ABOUT THIS TASK → Hand back the entries exactly as written, minus every picture.

________________

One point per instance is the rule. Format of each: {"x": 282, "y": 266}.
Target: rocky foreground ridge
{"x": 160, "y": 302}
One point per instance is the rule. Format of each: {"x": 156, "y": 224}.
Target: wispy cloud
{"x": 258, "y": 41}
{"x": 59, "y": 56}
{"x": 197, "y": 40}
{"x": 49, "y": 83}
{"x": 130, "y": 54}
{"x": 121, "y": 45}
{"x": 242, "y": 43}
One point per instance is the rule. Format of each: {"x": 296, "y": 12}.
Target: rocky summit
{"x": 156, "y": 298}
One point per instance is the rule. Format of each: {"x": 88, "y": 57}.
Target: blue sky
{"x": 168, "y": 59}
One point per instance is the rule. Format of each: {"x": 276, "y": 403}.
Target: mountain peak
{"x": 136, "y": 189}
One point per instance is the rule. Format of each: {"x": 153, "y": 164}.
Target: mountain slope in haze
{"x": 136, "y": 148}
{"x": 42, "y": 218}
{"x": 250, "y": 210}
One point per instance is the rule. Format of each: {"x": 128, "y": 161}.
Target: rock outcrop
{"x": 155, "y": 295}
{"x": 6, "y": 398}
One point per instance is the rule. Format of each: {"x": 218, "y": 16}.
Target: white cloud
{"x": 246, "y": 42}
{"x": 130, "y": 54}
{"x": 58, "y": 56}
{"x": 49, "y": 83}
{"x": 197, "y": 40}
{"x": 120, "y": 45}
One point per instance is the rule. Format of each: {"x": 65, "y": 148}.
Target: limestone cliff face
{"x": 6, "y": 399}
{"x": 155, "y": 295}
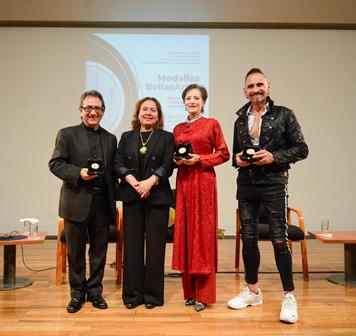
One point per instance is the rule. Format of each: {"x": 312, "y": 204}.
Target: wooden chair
{"x": 115, "y": 236}
{"x": 296, "y": 233}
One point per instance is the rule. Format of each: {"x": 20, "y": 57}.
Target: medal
{"x": 143, "y": 149}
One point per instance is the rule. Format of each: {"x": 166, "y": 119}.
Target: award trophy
{"x": 248, "y": 152}
{"x": 95, "y": 166}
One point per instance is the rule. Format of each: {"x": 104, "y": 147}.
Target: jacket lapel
{"x": 84, "y": 141}
{"x": 135, "y": 144}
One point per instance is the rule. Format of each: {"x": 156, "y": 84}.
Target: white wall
{"x": 311, "y": 71}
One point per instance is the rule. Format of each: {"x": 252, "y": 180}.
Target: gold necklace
{"x": 143, "y": 149}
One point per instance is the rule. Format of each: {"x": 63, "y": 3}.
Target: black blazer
{"x": 70, "y": 155}
{"x": 158, "y": 160}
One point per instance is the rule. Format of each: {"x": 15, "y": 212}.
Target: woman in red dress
{"x": 196, "y": 221}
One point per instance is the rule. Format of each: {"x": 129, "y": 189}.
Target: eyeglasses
{"x": 90, "y": 108}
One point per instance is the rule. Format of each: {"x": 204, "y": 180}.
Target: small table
{"x": 10, "y": 281}
{"x": 348, "y": 238}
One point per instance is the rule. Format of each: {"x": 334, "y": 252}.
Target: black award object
{"x": 182, "y": 151}
{"x": 248, "y": 152}
{"x": 95, "y": 167}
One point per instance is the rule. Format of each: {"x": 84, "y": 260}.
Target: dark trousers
{"x": 274, "y": 200}
{"x": 145, "y": 230}
{"x": 95, "y": 230}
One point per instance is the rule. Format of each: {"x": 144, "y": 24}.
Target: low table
{"x": 10, "y": 281}
{"x": 348, "y": 238}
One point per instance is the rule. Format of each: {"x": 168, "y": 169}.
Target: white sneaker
{"x": 245, "y": 298}
{"x": 289, "y": 309}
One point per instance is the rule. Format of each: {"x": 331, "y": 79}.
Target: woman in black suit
{"x": 144, "y": 162}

________________

RESULT FOR THIS EXERCISE →
One point per instance is the rule. Format of each: {"x": 282, "y": 266}.
Target: rocky foreground ridge
{"x": 160, "y": 302}
One point per instance is the rule. Format of each: {"x": 156, "y": 224}.
Target: wispy cloud
{"x": 258, "y": 41}
{"x": 59, "y": 56}
{"x": 197, "y": 40}
{"x": 49, "y": 83}
{"x": 130, "y": 54}
{"x": 121, "y": 45}
{"x": 242, "y": 43}
One point per instance is the rule. Format of each: {"x": 296, "y": 12}.
Target: rocky summit
{"x": 156, "y": 298}
One point per instance is the rule. Format of each: {"x": 88, "y": 57}.
Target: blue sky
{"x": 168, "y": 59}
One point per instance is the rule. Format of each: {"x": 276, "y": 403}.
Target: mountain peak
{"x": 136, "y": 189}
One point per instance is the rule. Format of each: {"x": 153, "y": 164}.
Target: mountain slope in haze
{"x": 136, "y": 148}
{"x": 42, "y": 218}
{"x": 250, "y": 210}
One point per instance is the rule. Format of each: {"x": 128, "y": 161}.
Target: rock outcrop
{"x": 155, "y": 295}
{"x": 6, "y": 398}
One point per instance is the rule. Format of each: {"x": 218, "y": 16}.
Target: white cloud
{"x": 246, "y": 42}
{"x": 130, "y": 54}
{"x": 58, "y": 56}
{"x": 49, "y": 83}
{"x": 197, "y": 40}
{"x": 120, "y": 45}
One point per instance is the rule. Format of each: {"x": 65, "y": 148}.
Target: limestone cliff face
{"x": 6, "y": 399}
{"x": 155, "y": 295}
One point per instance is the rule. Format of each: {"x": 312, "y": 204}.
Target: wooden chair
{"x": 115, "y": 236}
{"x": 296, "y": 233}
One point per instance is the rule. Format of each: {"x": 20, "y": 57}.
Target: medal
{"x": 143, "y": 149}
One point per instance is the rule. Format of each: {"x": 166, "y": 119}.
Target: award trophy
{"x": 248, "y": 152}
{"x": 95, "y": 166}
One point per instance is the rule. Format of each: {"x": 104, "y": 147}.
Target: jacket lapel
{"x": 84, "y": 141}
{"x": 135, "y": 144}
One point per instance is the rule. Format of each: {"x": 156, "y": 84}.
Target: white wall
{"x": 311, "y": 71}
One point per instance is the rule. Format of each: {"x": 252, "y": 180}.
Target: gold necklace
{"x": 143, "y": 149}
One point per instance is the rule. Format of each: {"x": 63, "y": 3}.
Target: black blazer
{"x": 70, "y": 155}
{"x": 158, "y": 160}
One point per instance is the rule. Format of each: {"x": 15, "y": 212}.
Target: woman in red dress
{"x": 196, "y": 221}
One point per instance is the rule. Format of each: {"x": 129, "y": 189}.
Target: eyeglasses
{"x": 90, "y": 108}
One point per instance is the rule. Format of each: {"x": 204, "y": 180}.
Target: small table
{"x": 10, "y": 281}
{"x": 348, "y": 238}
One point per instance is the rule. Format of each: {"x": 334, "y": 252}.
Target: black award object
{"x": 182, "y": 151}
{"x": 248, "y": 152}
{"x": 95, "y": 167}
One point per instance is the rule. Format of each: {"x": 84, "y": 260}.
Target: dark trousers
{"x": 274, "y": 200}
{"x": 145, "y": 230}
{"x": 95, "y": 230}
One point per instance is the rule. Format of each: {"x": 144, "y": 24}.
Target: low table
{"x": 10, "y": 281}
{"x": 348, "y": 238}
One point per instance is the rule. Format of each: {"x": 168, "y": 169}.
Target: white sneaker
{"x": 245, "y": 298}
{"x": 289, "y": 309}
One point per instance is the rule. Format of each: {"x": 331, "y": 79}.
Target: woman in black suit
{"x": 144, "y": 162}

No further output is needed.